* _Assignment_: Please set down the entire listing exactly.

* _Record set_:
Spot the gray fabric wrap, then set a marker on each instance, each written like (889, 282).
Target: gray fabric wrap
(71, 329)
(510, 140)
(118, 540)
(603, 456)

* _Exercise solution_:
Spot the gray fabric wrap, then set a marker on each instance, each written like (889, 282).
Target: gray fabric wrap
(71, 329)
(510, 140)
(118, 540)
(603, 456)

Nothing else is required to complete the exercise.